* Given instruction A:
Answer these questions about the American Tandem forum thread, please:
(i) What did el-cid search for first without finding the listing?
(ii) Which two kinds of tubing did milehi see at Rodriguez?
(iii) How long does a custom frame take there, according to milehi?
* Given instruction B: Write the next part of the American Tandem forum thread, starting with the post under the last header shown.

* Text shown:
# Outed: American Tandem



## Shayne (Jan 14, 2004)

This is too pretty (IMHO) not to post pics of in this forum.

Listed in the classifieds here.

EDIT: http://classifieds.mtbr.com/cgi-bin...ults_format=long&db_id=109952&query=retrieval


----------



## Rumpfy (Dec 21, 2003)

That'd make for a pretty cool project.


----------



## el-cid (May 21, 2004)

Where is it in the classifieds? I took a quick look and couldn't see it anywhere and the classifieds search blows goats.


----------



## Guest (Dec 22, 2006)

el-cid said:


> Where is it in the classifieds? I took a quick look and couldn't see it anywhere and the classifieds search blows goats.


search for tandem, only three to choose from...

Carsten


----------



## el-cid (May 21, 2004)

Ah, thanks. I searched for American Tandem first and came up dry; and Shayne, I don't know if it's truly "outed", it's selling price is for the high rollers.


----------



## Shayne (Jan 14, 2004)

*I was Just Making It Known*

I agree it's high considering a MTB will set you back $300 or less.
Although the prices of tandem frames in general seem to be disproportionate to regular frames. I've been looking at getting a new one but prices for something quality rival the price of a car  
If it was reasonable I would be outing it after I finished building it myself :thumbsup:


----------



## milehi (Nov 2, 1997)

*What a coincedence...*

I'm visiting my brother in Seattle and went by Rodriguez yesterday. I took a tour of their shop, framebuilding settup and in house paint shop. I didn't see any aluminum tubing. Just True Temper OX platinum and S3 tubing. The people there are great and I was so impressed with the S3's lack of weight(lighter than Ti or Al for the same sized frame,) and the lack of wait for a custom frame(two weeks since everythings in house,) that I had them get some measurements:thumbsup: Tons of tandems in there too BTW www.rodcycle.com


----------



## azjeff (Jun 3, 2006)

Image box annotation records
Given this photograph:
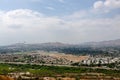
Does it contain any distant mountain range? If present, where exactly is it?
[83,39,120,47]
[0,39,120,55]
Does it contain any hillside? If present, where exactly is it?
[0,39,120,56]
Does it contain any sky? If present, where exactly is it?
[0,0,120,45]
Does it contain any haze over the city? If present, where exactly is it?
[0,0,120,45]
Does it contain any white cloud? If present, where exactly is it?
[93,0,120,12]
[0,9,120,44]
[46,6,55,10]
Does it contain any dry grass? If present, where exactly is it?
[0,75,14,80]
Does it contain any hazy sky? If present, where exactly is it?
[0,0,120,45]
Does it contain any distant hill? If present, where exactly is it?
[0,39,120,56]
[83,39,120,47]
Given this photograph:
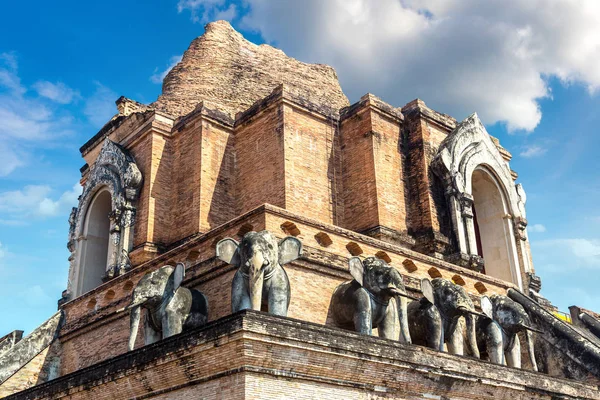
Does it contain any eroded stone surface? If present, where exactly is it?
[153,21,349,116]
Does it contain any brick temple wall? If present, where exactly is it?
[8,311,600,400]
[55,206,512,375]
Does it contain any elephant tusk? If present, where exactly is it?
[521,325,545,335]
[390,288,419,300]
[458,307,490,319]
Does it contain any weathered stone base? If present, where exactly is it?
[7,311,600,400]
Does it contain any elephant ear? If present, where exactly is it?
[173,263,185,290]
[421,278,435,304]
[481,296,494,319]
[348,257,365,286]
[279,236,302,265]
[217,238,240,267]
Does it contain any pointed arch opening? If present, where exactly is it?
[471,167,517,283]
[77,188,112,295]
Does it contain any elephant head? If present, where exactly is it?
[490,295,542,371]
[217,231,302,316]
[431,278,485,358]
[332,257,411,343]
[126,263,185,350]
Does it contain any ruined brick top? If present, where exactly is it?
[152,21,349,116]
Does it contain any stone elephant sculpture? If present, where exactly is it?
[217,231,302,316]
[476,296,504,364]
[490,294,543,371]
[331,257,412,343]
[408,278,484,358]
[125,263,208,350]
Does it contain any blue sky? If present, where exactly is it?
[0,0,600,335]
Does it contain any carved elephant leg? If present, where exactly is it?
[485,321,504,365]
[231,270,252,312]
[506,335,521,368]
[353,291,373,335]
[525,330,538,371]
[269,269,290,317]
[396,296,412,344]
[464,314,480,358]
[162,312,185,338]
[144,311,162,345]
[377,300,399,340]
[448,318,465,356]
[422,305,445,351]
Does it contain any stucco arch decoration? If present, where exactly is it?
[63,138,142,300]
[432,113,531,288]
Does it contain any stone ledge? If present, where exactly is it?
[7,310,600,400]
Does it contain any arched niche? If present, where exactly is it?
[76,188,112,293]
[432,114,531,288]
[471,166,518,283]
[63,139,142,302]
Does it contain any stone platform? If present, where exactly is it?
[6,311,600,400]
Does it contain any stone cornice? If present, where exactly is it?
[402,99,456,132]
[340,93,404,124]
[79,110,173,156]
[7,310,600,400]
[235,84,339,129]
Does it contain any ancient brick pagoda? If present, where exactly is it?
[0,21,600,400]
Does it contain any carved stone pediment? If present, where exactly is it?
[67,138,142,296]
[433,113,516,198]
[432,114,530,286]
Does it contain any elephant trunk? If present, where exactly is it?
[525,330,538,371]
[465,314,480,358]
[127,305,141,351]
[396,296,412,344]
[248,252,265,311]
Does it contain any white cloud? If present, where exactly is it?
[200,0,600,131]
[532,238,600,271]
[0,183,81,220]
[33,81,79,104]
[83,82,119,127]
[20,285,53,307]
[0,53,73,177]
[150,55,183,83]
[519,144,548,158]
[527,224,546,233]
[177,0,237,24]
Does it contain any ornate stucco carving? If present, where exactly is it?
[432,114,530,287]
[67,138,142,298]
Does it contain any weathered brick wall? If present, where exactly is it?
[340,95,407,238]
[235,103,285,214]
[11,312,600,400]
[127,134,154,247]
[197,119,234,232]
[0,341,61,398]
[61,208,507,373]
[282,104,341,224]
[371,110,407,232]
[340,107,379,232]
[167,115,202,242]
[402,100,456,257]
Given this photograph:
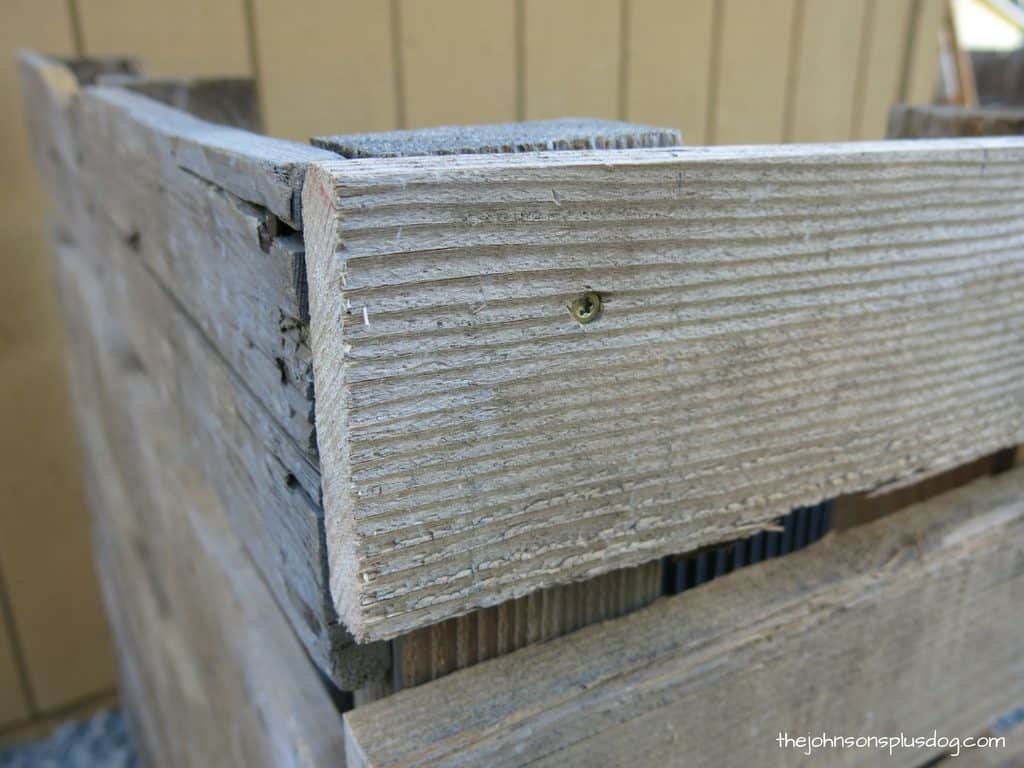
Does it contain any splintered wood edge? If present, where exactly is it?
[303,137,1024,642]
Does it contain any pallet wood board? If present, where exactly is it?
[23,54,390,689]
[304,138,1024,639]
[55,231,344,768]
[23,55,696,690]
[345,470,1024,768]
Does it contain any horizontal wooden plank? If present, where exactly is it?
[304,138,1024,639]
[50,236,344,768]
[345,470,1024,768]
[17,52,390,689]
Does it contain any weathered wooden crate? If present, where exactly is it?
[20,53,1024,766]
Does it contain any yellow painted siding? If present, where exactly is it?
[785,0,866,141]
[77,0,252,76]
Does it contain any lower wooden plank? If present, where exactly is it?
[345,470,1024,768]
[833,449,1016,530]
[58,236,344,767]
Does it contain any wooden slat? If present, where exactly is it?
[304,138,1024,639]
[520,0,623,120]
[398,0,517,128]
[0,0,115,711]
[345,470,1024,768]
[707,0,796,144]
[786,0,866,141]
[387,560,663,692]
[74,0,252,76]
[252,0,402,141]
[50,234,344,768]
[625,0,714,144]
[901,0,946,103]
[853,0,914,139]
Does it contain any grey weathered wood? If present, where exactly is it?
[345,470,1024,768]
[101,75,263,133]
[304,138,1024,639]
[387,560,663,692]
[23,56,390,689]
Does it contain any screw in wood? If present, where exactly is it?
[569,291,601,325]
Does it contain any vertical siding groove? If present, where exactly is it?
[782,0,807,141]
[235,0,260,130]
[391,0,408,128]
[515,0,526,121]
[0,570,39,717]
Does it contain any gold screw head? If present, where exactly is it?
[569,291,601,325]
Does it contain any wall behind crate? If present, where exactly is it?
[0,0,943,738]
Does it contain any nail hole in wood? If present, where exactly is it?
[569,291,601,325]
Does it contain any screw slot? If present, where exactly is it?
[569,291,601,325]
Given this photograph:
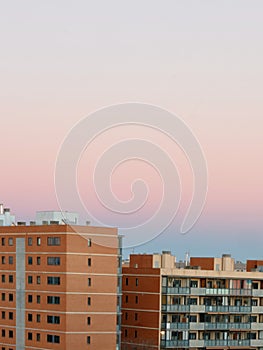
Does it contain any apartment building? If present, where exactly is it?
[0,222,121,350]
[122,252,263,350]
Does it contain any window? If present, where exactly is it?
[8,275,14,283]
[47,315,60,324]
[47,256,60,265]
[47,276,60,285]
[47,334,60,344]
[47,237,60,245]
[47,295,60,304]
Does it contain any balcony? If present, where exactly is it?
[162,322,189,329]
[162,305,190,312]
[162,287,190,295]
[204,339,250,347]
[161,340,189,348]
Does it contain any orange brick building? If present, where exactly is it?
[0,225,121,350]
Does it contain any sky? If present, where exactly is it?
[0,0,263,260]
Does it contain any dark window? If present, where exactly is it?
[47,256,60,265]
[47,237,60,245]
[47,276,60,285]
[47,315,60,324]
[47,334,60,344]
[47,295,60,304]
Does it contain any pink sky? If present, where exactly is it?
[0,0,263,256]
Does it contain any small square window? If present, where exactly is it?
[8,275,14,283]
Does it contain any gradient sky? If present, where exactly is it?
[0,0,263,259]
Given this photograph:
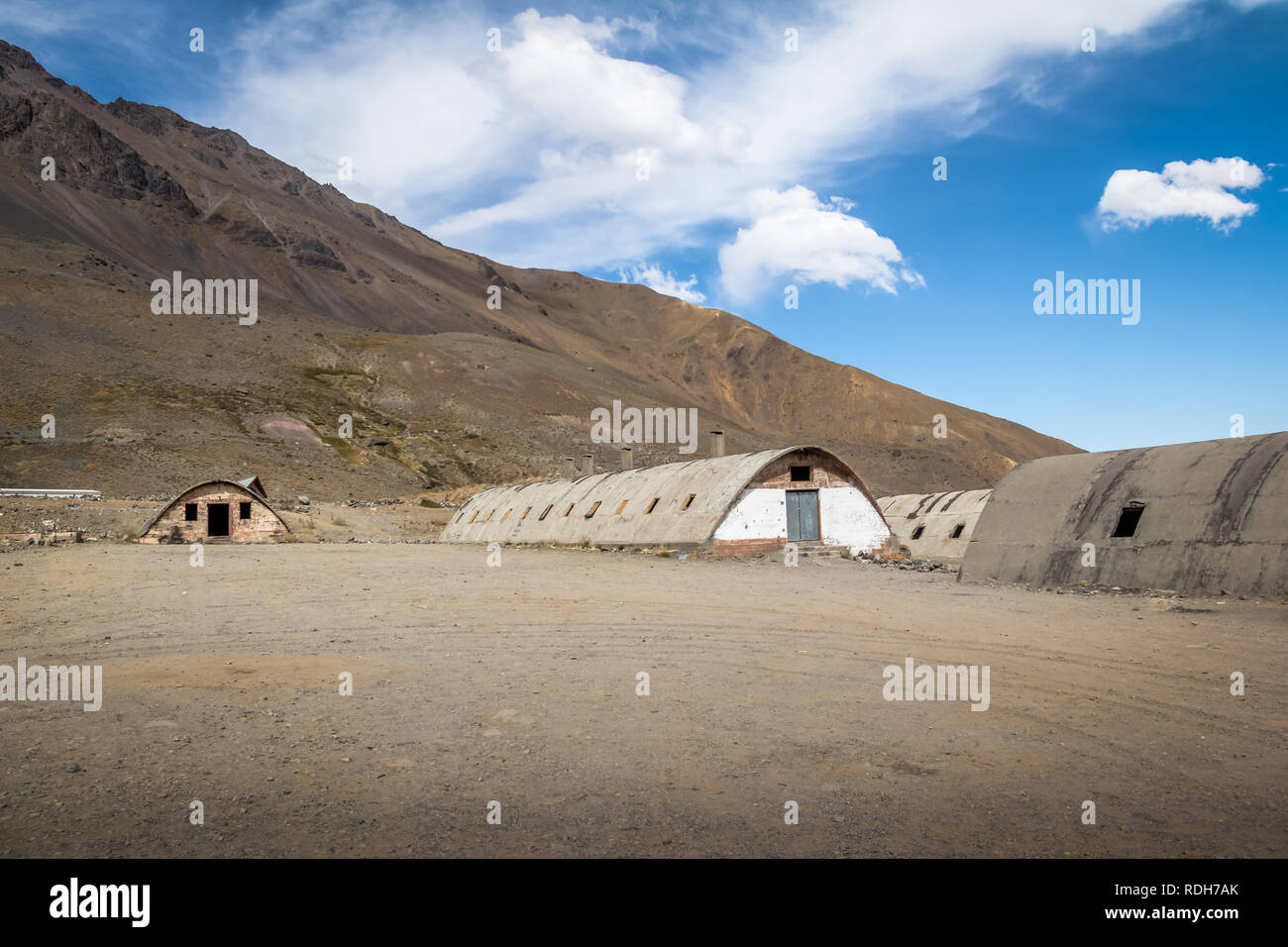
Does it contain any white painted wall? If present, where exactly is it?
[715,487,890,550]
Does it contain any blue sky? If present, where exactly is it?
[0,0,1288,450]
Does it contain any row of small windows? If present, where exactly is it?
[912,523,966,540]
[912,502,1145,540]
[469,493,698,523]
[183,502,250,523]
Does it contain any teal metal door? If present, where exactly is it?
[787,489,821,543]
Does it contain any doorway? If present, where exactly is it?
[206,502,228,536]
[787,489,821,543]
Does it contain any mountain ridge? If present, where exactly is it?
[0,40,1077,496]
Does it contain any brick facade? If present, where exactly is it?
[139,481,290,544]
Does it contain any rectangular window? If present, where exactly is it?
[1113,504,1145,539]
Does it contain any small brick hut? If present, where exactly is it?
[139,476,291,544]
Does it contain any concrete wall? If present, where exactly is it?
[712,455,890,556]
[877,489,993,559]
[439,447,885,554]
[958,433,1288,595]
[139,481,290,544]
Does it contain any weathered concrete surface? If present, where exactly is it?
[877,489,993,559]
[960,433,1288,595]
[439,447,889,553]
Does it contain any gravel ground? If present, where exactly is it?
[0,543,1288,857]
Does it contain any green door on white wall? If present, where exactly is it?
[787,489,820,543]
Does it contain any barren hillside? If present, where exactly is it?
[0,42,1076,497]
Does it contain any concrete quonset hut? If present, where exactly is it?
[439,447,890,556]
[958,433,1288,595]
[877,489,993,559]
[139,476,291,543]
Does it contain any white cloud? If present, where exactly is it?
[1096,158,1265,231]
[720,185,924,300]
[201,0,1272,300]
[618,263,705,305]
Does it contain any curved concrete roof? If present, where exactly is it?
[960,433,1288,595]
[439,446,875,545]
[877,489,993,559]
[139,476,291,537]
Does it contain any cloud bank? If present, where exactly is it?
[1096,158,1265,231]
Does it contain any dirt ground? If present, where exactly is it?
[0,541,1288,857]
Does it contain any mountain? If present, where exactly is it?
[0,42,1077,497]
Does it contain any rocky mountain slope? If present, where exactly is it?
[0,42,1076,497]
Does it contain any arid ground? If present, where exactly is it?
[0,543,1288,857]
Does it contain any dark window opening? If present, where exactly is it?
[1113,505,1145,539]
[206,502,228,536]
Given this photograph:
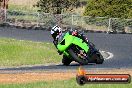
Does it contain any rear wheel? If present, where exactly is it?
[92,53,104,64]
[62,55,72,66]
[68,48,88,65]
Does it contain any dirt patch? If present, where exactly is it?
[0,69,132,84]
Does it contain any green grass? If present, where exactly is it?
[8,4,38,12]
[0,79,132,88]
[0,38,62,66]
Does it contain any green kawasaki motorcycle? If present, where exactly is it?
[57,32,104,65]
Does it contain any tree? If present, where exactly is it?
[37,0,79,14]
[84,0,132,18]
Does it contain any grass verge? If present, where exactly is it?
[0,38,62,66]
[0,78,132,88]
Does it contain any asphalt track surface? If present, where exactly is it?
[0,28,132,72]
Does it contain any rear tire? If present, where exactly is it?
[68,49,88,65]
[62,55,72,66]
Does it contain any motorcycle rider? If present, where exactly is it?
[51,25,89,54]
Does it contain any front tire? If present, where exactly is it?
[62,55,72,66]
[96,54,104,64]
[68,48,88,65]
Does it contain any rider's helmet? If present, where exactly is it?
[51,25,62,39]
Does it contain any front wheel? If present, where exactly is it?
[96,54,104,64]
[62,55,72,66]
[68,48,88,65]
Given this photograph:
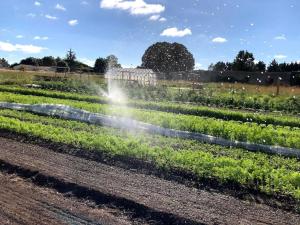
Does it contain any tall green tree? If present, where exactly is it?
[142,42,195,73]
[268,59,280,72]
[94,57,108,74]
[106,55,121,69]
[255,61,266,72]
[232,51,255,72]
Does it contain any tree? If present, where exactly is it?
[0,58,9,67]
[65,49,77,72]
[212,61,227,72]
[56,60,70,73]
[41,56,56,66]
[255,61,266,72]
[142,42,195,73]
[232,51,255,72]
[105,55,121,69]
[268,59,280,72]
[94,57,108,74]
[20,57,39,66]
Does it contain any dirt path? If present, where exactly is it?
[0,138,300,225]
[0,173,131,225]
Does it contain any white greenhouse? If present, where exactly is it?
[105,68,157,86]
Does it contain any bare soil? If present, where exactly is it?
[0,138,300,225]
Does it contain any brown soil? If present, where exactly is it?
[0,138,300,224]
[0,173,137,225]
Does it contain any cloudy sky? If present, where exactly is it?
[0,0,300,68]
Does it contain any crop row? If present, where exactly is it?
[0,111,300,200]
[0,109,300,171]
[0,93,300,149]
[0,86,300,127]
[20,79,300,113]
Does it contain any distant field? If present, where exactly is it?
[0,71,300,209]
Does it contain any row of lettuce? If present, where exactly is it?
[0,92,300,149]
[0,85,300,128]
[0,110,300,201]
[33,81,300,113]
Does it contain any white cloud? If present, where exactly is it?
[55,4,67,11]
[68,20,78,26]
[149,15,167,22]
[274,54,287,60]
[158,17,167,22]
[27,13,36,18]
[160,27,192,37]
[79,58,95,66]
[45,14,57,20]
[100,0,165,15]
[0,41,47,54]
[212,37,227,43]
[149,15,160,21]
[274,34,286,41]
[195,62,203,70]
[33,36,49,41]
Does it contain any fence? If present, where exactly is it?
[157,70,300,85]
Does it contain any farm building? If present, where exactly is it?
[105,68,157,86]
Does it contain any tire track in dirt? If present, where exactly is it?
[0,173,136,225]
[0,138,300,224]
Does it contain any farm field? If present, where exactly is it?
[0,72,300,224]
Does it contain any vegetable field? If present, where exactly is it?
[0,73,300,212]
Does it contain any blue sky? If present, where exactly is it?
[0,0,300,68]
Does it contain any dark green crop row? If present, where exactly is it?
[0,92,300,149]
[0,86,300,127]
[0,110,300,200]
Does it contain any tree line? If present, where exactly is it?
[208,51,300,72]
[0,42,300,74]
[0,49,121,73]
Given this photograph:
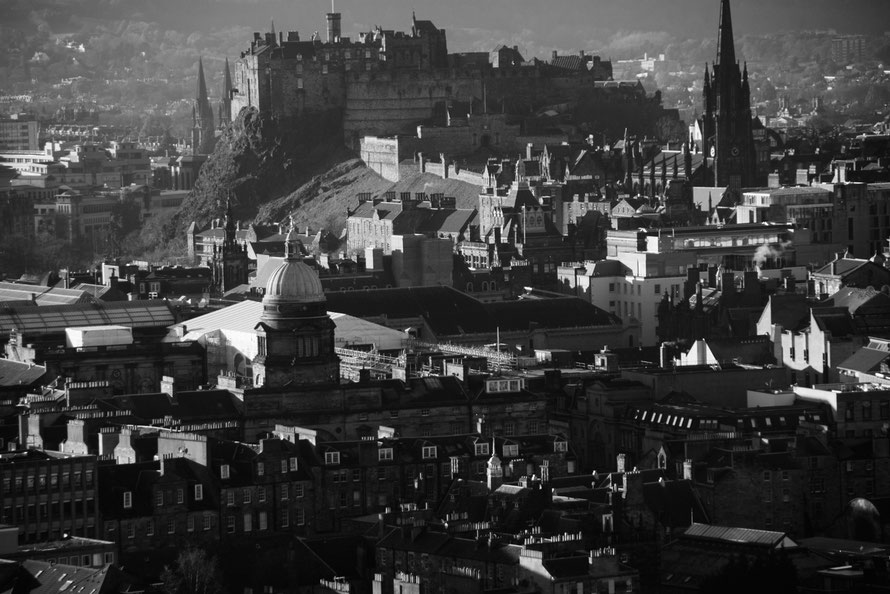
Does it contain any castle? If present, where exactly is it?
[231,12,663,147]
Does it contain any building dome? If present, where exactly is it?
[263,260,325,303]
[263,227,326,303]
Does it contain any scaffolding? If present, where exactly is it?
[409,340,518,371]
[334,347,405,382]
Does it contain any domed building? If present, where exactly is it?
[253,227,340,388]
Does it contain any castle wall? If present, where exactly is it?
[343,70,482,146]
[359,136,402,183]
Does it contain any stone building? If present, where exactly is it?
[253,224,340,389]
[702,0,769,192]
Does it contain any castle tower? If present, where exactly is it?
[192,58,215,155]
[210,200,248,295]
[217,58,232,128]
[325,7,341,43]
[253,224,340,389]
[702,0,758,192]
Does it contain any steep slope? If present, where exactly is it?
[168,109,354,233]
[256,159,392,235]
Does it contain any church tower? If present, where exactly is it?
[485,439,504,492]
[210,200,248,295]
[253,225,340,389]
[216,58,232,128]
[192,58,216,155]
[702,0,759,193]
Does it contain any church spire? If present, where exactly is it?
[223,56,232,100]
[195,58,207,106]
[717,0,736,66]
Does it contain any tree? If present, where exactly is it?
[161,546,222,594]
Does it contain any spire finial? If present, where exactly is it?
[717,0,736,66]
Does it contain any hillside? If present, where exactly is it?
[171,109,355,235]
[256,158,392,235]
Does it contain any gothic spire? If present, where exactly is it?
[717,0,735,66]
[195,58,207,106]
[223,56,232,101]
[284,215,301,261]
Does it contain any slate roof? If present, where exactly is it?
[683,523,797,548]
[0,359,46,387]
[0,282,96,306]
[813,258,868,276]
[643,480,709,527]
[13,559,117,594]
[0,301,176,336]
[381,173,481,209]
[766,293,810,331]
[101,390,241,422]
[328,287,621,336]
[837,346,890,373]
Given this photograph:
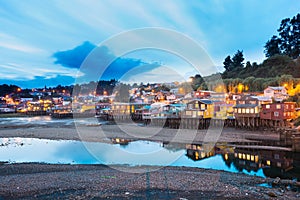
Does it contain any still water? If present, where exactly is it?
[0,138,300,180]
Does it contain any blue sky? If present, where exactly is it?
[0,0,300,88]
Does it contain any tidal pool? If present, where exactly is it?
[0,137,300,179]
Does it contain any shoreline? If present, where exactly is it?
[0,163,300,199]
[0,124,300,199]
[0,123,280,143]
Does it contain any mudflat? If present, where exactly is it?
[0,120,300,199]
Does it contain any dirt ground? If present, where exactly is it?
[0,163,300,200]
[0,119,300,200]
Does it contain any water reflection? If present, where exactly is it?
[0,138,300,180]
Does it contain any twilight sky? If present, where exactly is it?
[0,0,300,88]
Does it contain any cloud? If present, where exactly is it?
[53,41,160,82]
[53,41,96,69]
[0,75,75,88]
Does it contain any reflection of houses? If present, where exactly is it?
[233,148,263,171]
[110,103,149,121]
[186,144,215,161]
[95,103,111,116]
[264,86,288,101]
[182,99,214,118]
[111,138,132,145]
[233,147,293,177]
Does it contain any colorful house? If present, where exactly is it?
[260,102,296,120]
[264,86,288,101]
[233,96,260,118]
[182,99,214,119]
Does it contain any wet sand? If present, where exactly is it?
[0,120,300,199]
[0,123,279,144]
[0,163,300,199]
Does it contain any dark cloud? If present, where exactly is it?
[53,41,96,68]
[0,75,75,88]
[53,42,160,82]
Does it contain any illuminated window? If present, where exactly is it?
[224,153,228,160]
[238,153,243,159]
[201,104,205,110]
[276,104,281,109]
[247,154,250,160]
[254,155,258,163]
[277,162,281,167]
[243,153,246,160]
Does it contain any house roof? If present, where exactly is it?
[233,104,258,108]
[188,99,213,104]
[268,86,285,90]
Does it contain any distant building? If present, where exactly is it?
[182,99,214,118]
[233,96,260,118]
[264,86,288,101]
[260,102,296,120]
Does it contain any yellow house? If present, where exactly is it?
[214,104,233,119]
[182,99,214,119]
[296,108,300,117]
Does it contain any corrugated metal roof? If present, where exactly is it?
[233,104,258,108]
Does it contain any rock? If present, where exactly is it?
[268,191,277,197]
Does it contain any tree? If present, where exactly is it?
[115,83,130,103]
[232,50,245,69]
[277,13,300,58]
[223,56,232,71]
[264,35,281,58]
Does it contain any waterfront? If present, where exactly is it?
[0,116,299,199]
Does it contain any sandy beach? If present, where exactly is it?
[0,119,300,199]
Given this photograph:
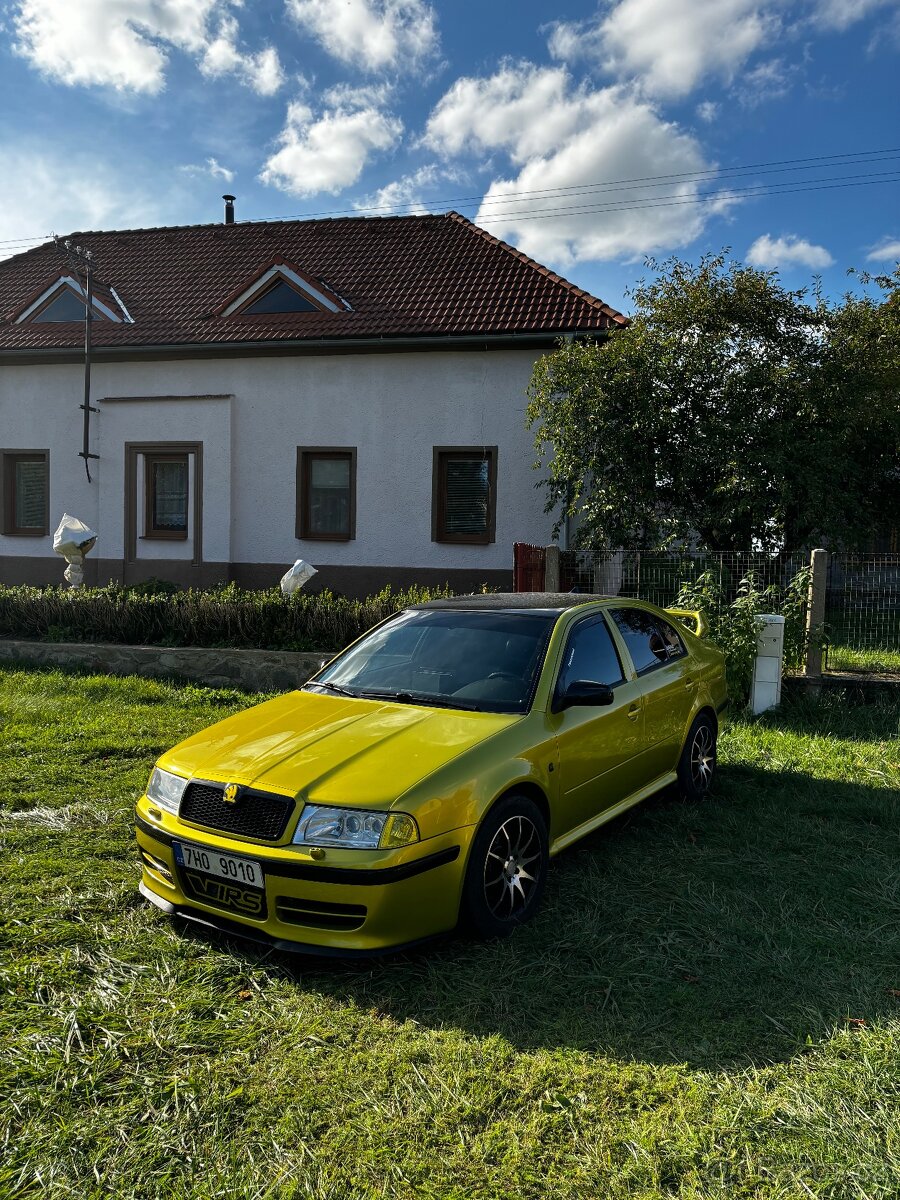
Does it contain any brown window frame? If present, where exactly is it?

* Task answer A:
(i) American Tandem
(ii) True Temper OX platinum and S3 tubing
(iii) Two weeks

* Task answer B:
*It may just be me*

but the welding looks a bit cobby for a high $ custom. Reminds me of the welding on my 76 Maico  The welds on my very average mid 90s M2 Stumpy are way more precise and even.


----------



## sparrow (Dec 30, 2003)

That looks exactly like my 1992 Specialized Deja Two tandem! Did Rodriguez make those? The cable stops under the downtube, the plate dropouts, the welds, cable guides etc. That BB eccentric looks to have been wailed on, could be stuck, best to ask about that, too.


----------



## bd.sahib (Aug 17, 2005)

American made the Speccy. At least the first ones. Fellas came from St. Cloud, MN to watch a couple idiots catch air at Buck Hill, MN in the (91?) midwest point series final. I think it was the first one...


----------



## sparrow (Dec 30, 2003)

Aaaah, different direct lateral on that Rodriguez/American than our Specialized! And looks to be a 1 1/4" headset, our Specialized is 1 1/8, but otherwize the construction looks the same.

http://forums.mtbr.com/showthread.php?t=236672&highlight=tandem+jumping

that link has a photo of us jumping our tandem, late 90s, living in Fruita, CO at the time, dragged that bike through hell. Now we have a Ventana ECdM as well, the Specialized is the coffee/movie/townie now.


----------



## cdeger (Jan 18, 2004)

*Aaaaah, good ole times ...*

Thanx, Shayne, ...

... for bringing up memories from far back in the days ...

Summer 1993. My very first 24h race. In Switzerland, where those 24h races were invented. On an American-built Rodriguez. Whole a lot of fun - way more than all those half-bikers had :thumbsup:


sorryforthebadscanningquality


----------



## Rumpfy (Dec 21, 2003)

cdeger said:


> Thanx, Shayne, ...
> 
> ... for bringing up memories from far back in the days ...
> 
> ...


Cool picture!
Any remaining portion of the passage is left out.